- Text to read:
>>

Maria Larssons eviga ögonblick.
(Los momentos eternos de Maria Larssons / Everlasting Moments)
(Suecia-Dinamarca-Finlandia-Noruega-RFA, 2008) [Color, 131 m.].
IMDb
Ficha técnica.
Dirección: Jan Troell.
Argumento: Maja Öman (memorias) / Jan Troell, Agneta Ulfsäter-Troell.
Guión: Niklas Rådström.
Fotografía: Mischa Gavrjusjov, Jan Troell.
Música: Matti Bye.
Producción: Sigve Endresen, Christof Groos, Tero Kaukomaa, Christer Nilson,
Ute Schneider, Bella Seward, Thomas Stenderup, Per-Erik Svensson.
Productora: Schneider & Groos / Final Cut Productions / Blind Spot Pictures Oy / Göta Film / Motlys.
Sinopsis: Suecia. 1900. En una época de cambios sociales y pobreza, la joven trabajadora Maria gana una cámara fotográfica en un concurso. Comenzará entonces una doble vida para la chica, en la que conocerá a un fotógrafo que le enseñará a ver la vida a través de la lente de la cámara (FILMAFFINITY).
Sweden, early 1900s - an era of social change and unrest, war and poverty. A young working class woman, Maria, wins a camera in a lottery. The camera grants her the eyes to view the world, and empowers her over several decades to raise and nurture her family of six children and an alcoholic, womanizing and sometimes violent, although ultimately loving, husband (IMDb).
AMG Sinopsis: In a series of remarkable events inspired by a true story, Maria Heiskanen stars as Maria Larsson, a Finnish mother and housewife who devotes all of her attention, care, and consideration to the well-being of her family -- but, like many homemakers, does so at the expense of her own identity and self-awareness. Not that her dockworker husband, Sigge (Mikael Persbrandt), particularly deserves such consideration; a brutish, alcoholic lout, his evenings consist of making life hell for Maria and their daughter with tyrannical, abusive behavior. Then, as the dockworkers go on strike and the family's economic situation plummets, a ray of hope appears, in the form of a Contessa camera won in a local lottery. Unsurprisingly, Maria at first attempts to pawn it to reel in extra monies, but store owner Sebastian Pedersen convinces her otherwise; he teaches her how to use it, and she begins taking gorgeous, haunting photographs with the unaffected, instinctive perceptions of a young child. As the woman's self-discovery builds and her identity takes on form and definition, Sebastian unofficially takes her on as a protégée and quietly witnesses romantic feelings for her building inside of him. Meanwhile, Sigge's life falls to pieces when the authorities connect him with the catastrophic explosion of a British vessel. Maria's daughter, Maja (Callin Öhrvall), narrates.

<<

- Provided records:
>>

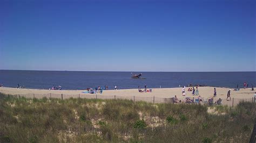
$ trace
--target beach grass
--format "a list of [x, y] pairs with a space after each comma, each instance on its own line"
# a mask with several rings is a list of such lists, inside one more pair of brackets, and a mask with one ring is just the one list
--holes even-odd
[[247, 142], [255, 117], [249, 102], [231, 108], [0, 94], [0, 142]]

<<
>>

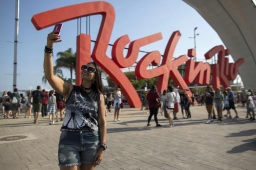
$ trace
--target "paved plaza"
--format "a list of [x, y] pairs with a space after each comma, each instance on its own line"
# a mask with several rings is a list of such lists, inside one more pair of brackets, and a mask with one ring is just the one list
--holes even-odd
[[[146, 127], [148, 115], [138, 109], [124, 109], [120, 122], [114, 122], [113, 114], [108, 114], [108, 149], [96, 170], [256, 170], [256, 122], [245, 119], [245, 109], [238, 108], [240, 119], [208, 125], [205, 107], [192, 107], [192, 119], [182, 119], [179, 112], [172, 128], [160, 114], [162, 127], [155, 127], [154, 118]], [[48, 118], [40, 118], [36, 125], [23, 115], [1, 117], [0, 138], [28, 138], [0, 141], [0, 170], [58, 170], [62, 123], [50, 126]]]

<<

- Task brief: Rewrite the film description from the part that opens with "(Los momentos eternos" and closes with "la cámara (FILMAFFINITY).", changing "Suecia" to "Sweden".

- Task result:
(Los momentos eternos de Maria Larssons / Everlasting Moments)
(Sweden-Dinamarca-Finlandia-Noruega-RFA, 2008) [Color, 131 m.].
IMDb
Ficha técnica.
Dirección: Jan Troell.
Argumento: Maja Öman (memorias) / Jan Troell, Agneta Ulfsäter-Troell.
Guión: Niklas Rådström.
Fotografía: Mischa Gavrjusjov, Jan Troell.
Música: Matti Bye.
Producción: Sigve Endresen, Christof Groos, Tero Kaukomaa, Christer Nilson,
Ute Schneider, Bella Seward, Thomas Stenderup, Per-Erik Svensson.
Productora: Schneider & Groos / Final Cut Productions / Blind Spot Pictures Oy / Göta Film / Motlys.
Sinopsis: Sweden. 1900. En una época de cambios sociales y pobreza, la joven trabajadora Maria gana una cámara fotográfica en un concurso. Comenzará entonces una doble vida para la chica, en la que conocerá a un fotógrafo que le enseñará a ver la vida a través de la lente de la cámara (FILMAFFINITY).